• What to work on
Reproduce the stretch of the listing below from the line containing "Warehouse robot vision: the asphalt" through the line containing "357,0,409,58", both included, word for word and line for line.

• Records provided
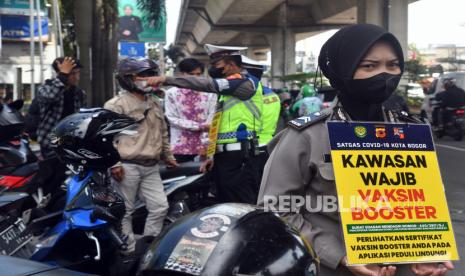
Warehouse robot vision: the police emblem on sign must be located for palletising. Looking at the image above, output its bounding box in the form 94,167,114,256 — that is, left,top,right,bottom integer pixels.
354,126,367,138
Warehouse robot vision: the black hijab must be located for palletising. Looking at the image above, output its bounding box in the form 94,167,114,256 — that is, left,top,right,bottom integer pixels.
318,24,404,121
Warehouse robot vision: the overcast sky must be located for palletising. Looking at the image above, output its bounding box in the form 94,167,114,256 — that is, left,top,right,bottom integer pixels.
166,0,465,55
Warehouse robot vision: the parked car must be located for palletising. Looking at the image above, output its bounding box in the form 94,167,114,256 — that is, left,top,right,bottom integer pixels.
407,83,425,99
421,72,465,122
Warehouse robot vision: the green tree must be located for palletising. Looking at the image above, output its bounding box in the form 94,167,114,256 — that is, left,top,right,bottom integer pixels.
405,59,426,82
61,0,166,106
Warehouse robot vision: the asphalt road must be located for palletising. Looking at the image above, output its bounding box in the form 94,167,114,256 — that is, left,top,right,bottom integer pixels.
436,137,465,276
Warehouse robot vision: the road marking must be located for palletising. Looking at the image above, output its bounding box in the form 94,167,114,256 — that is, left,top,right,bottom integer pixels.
436,144,465,152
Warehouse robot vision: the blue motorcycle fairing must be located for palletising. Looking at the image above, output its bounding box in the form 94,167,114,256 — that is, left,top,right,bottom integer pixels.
30,220,69,261
66,171,93,205
63,209,107,230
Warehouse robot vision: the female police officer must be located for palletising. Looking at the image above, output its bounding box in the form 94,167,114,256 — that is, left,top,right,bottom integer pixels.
258,25,453,276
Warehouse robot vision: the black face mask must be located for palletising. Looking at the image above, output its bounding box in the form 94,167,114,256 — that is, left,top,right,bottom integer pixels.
208,66,225,79
346,73,401,104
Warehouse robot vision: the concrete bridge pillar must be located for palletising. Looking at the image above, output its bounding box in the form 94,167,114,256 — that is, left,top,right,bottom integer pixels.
357,0,409,58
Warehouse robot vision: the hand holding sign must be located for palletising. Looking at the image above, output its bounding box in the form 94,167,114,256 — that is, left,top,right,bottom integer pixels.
341,256,396,276
411,262,454,276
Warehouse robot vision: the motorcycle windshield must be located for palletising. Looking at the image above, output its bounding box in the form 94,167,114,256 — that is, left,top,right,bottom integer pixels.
65,172,93,211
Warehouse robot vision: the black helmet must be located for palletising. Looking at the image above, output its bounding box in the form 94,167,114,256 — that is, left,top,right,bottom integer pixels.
51,108,136,169
138,203,319,276
116,58,159,92
0,100,24,141
442,77,456,88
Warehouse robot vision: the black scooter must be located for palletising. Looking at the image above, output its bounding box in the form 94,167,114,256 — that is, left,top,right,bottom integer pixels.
133,161,217,234
435,107,465,141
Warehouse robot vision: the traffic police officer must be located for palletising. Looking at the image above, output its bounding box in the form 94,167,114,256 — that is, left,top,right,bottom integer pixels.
242,56,281,183
145,44,263,203
258,24,453,276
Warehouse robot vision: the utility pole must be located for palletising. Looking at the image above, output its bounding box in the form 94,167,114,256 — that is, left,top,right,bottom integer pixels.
29,0,35,100
36,0,44,83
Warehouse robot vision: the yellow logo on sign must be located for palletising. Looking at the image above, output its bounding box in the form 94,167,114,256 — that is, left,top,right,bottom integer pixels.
354,126,367,138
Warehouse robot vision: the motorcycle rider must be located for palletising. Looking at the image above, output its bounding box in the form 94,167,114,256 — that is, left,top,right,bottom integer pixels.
140,44,263,203
104,58,178,253
241,55,281,187
433,78,465,127
258,24,453,276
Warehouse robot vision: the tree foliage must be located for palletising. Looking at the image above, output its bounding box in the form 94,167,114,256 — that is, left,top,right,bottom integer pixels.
405,59,427,82
137,0,166,29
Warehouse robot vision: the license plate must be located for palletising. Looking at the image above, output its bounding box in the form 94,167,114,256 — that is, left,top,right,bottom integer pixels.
0,219,32,255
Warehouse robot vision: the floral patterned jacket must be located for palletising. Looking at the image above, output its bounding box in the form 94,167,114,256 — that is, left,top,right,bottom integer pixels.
165,87,217,155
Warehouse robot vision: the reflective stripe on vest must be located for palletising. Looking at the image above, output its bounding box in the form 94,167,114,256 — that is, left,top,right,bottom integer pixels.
258,93,281,144
217,80,263,144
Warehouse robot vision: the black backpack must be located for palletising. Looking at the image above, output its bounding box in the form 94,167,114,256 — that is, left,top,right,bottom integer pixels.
24,98,40,141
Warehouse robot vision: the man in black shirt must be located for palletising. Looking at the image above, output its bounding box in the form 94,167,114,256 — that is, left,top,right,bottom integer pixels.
433,78,465,128
118,5,144,41
29,57,85,205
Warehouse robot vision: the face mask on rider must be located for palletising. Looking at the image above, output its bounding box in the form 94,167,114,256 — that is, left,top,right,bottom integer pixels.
346,72,401,104
134,80,153,93
208,66,225,79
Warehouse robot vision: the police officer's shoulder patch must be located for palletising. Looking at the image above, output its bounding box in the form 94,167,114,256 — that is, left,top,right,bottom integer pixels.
287,109,331,130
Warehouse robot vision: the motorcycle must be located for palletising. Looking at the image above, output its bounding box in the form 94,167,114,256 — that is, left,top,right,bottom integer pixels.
25,167,127,275
0,101,64,218
0,192,32,255
0,256,92,276
435,107,465,141
133,161,217,234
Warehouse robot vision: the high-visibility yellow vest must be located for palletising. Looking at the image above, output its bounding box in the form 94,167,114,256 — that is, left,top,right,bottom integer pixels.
216,77,263,144
258,92,281,145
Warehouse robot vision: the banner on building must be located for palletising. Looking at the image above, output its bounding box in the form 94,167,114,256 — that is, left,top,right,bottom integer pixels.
0,0,47,16
118,0,166,43
328,122,458,265
0,15,49,41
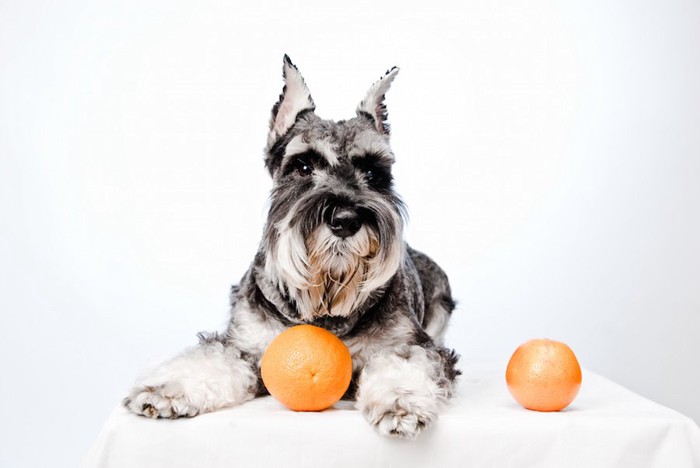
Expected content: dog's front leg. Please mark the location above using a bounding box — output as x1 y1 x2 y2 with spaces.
356 345 459 438
123 340 258 418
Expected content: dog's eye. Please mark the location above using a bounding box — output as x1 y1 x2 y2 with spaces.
296 160 314 177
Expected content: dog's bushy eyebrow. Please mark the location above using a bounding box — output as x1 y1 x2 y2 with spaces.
352 152 392 171
282 149 328 174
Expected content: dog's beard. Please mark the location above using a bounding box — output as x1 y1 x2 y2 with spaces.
265 197 404 321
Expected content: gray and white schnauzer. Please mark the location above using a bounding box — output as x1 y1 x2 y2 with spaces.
124 56 460 438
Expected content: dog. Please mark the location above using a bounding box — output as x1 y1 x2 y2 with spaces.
123 55 460 438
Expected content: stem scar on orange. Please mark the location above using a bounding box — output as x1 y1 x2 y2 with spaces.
506 339 581 411
260 325 352 411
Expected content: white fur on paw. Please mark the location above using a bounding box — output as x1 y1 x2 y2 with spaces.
356 345 451 439
123 383 200 419
371 407 429 439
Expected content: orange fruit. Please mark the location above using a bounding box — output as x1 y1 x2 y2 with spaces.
506 339 581 411
260 325 352 411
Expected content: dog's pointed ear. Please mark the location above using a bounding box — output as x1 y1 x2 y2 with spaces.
356 67 399 135
267 54 316 147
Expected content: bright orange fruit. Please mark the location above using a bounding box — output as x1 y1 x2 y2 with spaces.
260 325 352 411
506 339 581 411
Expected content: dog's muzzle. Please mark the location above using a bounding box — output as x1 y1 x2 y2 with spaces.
325 207 362 239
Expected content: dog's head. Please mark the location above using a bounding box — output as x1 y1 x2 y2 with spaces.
263 56 404 320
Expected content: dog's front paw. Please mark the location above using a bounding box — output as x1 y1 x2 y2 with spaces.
365 403 432 439
122 383 200 419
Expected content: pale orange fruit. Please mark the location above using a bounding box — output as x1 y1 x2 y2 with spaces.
506 339 581 411
260 325 352 411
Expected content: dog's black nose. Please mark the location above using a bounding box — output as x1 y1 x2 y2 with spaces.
327 208 362 239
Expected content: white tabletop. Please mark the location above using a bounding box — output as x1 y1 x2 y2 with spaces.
81 363 700 468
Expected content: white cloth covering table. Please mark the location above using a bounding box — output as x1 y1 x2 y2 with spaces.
81 362 700 468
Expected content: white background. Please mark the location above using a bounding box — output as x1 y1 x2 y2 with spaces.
0 0 700 467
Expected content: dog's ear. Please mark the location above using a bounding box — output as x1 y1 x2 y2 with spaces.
356 67 399 135
267 54 316 147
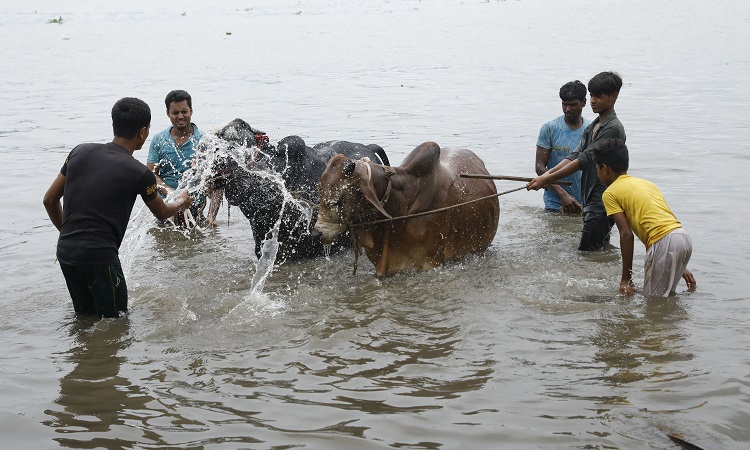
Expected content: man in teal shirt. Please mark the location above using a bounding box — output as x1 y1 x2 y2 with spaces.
526 71 625 251
535 80 589 214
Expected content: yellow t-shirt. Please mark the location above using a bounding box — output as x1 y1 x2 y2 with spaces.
602 174 682 249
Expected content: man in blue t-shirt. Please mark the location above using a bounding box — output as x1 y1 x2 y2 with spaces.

• The reply
Warehouse robot vision: the asphalt road must be located for palletising. Looking at the image above, output its bounding box in the form 94,167,114,256 — that is, left,top,right,bottom integer pixels.
436,137,465,276
Warehouse robot vision: the road marking must be located for palletising. Looking at the image above, output its bounding box in the form 94,167,114,256 — that is, left,top,right,bottom integer pixels.
436,144,465,152
Warehouse robot vision: the blue motorcycle fairing must be located for palletising. Looking at the image above, output its bounding box in the form 94,167,114,256 — that is, left,top,right,bottom integer pixels.
30,220,69,261
66,171,93,205
63,209,107,230
Warehouse robot vision: the female police officer must be located for palletising. Looking at the image above, output its bounding box in the form 94,167,114,256 — that is, left,top,right,bottom integer pixels.
258,25,453,276
Warehouse robot vision: the black face mask must be located for palletising. Looking at the image above, output its bounding box in the form 94,167,114,256 — that is, left,top,right,bottom integer pixels.
208,66,225,79
346,73,401,104
Warehouse robot vision: the concrete bridge pillar must be located for palletising. Looking at the image above, output its bounding box in the form 94,167,114,256 — that is, left,top,right,bottom integer pixels.
357,0,409,58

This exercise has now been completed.